— EXERCISE —
The expected output is every entry that follows, reproduced exactly.

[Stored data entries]
===============

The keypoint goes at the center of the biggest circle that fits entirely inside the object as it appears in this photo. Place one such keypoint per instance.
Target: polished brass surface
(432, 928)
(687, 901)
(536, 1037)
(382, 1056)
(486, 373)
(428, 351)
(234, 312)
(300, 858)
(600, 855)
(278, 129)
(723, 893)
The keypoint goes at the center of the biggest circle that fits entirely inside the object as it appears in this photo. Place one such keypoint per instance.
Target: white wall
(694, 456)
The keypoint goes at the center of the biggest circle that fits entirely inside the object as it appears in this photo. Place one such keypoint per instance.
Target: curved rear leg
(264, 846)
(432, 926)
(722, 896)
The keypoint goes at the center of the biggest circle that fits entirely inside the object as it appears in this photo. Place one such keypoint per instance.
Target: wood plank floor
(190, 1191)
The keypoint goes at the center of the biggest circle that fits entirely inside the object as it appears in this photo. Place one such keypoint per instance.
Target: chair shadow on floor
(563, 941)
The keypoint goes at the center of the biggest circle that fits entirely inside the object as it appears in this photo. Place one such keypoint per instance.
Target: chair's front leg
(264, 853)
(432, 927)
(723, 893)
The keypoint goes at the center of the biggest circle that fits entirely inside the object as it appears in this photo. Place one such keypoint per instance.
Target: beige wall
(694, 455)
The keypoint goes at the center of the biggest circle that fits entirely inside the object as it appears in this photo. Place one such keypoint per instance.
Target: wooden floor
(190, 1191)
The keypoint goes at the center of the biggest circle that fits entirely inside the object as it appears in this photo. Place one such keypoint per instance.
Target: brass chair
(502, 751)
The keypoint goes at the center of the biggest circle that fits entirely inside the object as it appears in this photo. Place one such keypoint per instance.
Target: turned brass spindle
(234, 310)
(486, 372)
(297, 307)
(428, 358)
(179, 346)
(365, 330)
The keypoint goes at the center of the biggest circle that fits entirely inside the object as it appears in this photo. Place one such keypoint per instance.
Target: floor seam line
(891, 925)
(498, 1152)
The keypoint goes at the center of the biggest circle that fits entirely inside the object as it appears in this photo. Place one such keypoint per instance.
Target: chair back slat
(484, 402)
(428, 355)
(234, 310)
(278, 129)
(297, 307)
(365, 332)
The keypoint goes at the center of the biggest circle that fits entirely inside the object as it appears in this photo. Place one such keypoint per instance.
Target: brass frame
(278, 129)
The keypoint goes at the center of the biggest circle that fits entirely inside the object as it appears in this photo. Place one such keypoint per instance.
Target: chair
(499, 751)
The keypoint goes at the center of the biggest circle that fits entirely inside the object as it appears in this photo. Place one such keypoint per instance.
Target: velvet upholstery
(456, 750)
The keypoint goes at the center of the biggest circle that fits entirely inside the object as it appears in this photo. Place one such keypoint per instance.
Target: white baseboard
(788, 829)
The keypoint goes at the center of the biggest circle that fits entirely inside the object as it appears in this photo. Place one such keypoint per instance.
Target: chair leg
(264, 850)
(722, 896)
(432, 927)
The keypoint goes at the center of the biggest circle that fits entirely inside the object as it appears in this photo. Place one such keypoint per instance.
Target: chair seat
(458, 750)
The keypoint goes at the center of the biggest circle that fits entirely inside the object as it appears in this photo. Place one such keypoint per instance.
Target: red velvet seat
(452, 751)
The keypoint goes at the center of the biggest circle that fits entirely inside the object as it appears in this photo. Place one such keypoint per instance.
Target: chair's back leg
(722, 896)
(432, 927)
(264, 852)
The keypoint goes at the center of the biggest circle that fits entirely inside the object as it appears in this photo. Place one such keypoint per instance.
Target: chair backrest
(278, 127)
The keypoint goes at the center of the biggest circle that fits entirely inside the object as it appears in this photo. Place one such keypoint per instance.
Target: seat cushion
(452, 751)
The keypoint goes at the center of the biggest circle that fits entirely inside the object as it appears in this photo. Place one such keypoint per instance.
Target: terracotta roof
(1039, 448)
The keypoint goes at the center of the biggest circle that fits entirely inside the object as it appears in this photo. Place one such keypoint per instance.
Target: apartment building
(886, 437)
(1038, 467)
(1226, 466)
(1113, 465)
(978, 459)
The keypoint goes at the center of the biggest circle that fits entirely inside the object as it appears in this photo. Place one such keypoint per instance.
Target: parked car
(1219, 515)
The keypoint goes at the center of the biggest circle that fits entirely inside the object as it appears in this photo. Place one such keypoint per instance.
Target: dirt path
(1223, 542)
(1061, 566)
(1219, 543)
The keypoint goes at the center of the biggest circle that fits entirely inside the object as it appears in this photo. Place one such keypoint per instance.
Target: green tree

===============

— YOUR SOLUTION —
The keypoint goes at the center of the biggest circle that fits entirely inside the object as it appears in this photo. Place one such keypoint per instance.
Target: polished brass surface
(432, 928)
(687, 901)
(536, 1037)
(382, 1056)
(486, 373)
(428, 351)
(234, 312)
(300, 858)
(600, 855)
(278, 129)
(723, 893)
The keypoint goes at the center of the biggest circle that fits entirely inside the object as it appears in this photo. Place one such keypoint per instance.
Target: white wall
(694, 456)
The keypoint goes at the center of the biggest circle that fits entirely inside the object as it appears in this photo. Place one such keypoint per instance.
Target: curved rear leg
(264, 846)
(432, 926)
(722, 896)
The keypoint goes at the center of the biggest circle that fits entirely inside the object as it appears in this photo. Place one such keypoint per instance.
Target: wood plank floor
(190, 1191)
The keypoint goes at the center of the biggest circle that fits entirely inside the object as it appears in this photo. Place one such keypoint per instance.
Target: chair shadow on floor
(563, 941)
The keypoint goes at the center of the biggest circle that fits entirely inside the object as it appears in this photo. Place one such keypoint per instance.
Target: chair's front leg
(264, 853)
(432, 927)
(723, 893)
The keypoint goes at the center of the biggest circle that fits entirely inside the object as it appears in this photo. Place one such keypoint per instance.
Target: beige wall
(694, 455)
The keypoint goes at the center of the biggest circle that fits entirely inside the object as it appears in this photo. Place one such keypoint per instance.
Target: wooden floor
(190, 1191)
The keypoint goes at the center of the biggest circle that fits entirely inside the object as it appears in this photo. Place one such keypoint per instance.
Target: brass chair
(502, 751)
The keypoint goes at the center of the biggest circle that fits entirely inside the object as it appears in this photo. Place one such keypoint per instance.
Target: turned brass spindle
(234, 310)
(486, 372)
(297, 307)
(428, 358)
(179, 346)
(365, 330)
The keypoint goes at the center of the biggest circle that fits entirely inside the object as it appears in this photo. Place one such keypoint per instance.
Target: floor seam line
(891, 925)
(498, 1152)
The keypoint goes at the center of the biggest circle that fits entirely inside the object as it appears in this photo. Place one such keypoint per instance.
Target: chair back slat
(484, 402)
(428, 355)
(234, 310)
(278, 129)
(297, 307)
(365, 332)
The keypoint goes at the center of the biggest circle that fits entirely inside the object as it appears in this photo. Place one such keypoint per instance.
Target: brass frame
(278, 129)
The keypoint goes at the center of the biggest circle that fits entirely inside the object as it appears in this photo. Place one such keypoint per instance.
Target: chair
(499, 751)
The keypoint goes at the center of the biggest circle that fits entirely inside the object as it appears in this photo. Place one such keypoint per instance.
Target: velvet upholstery
(456, 750)
The keypoint goes at the center of the biggest circle that fits entirely inside the object as it appears in this photo. Place one such keypoint per instance.
Target: white baseboard
(788, 829)
The keypoint goes at the center of the biggest circle that fits entirely inside the object as it appears in this photo. Place one such keypoint per instance.
Target: chair leg
(264, 850)
(722, 896)
(432, 927)
The keypoint goes at the center of the biggest circle that fits entirely inside the object as it appears in this photo. Place one such keypoint per instance.
Target: chair seat
(458, 750)
The keypoint goes at the center of the biggest circle that fits entirely inside the object as it appears in this photo. Place one such keypoint per instance.
Target: red velvet seat
(452, 751)
The keypoint goes at the center of the biggest circle that fits entirely inside the object as it appears in this photo. Place one such keypoint per instance.
Target: chair's back leg
(722, 896)
(432, 927)
(264, 852)
The keypoint goes at the center of the biggest circle that fits entirely inside the object as it appears in this photo. Place one such keypoint per instance.
Target: chair backrest
(278, 127)
The keypoint goes at the center of the biggest circle that fits entirely inside the object as it appears in this photo. Place one such keypoint per instance.
Target: seat cushion
(452, 751)
The keypoint goes at the center of the biggest circle that fits entirely inside the object as it appears in this photo. Place one such keypoint per instance.
Target: terracotta roof
(1039, 448)
The keypoint goes at the center of the biggest circle that fits entirely inside the object as it appears in this photo. Place one such keypoint per instance.
Target: apartment building
(886, 437)
(1038, 467)
(1226, 466)
(1113, 465)
(978, 459)
The keypoint goes at the center of the biggest circle that fits entirely inside the object as it appears in this photo. Place one such keypoint per instance.
Target: parked car
(1219, 515)
The keypoint goes at the center of the biggest circle that fits entirely inside the object as it appears in this photo. Place one such keypoint per instance.
Target: dirt path
(1223, 542)
(1061, 566)
(1219, 543)
The keypoint goes at the center of the biggest circle that fits entirely inside the object as it appears in this photo. Place one such keypoint per instance.
Target: green tree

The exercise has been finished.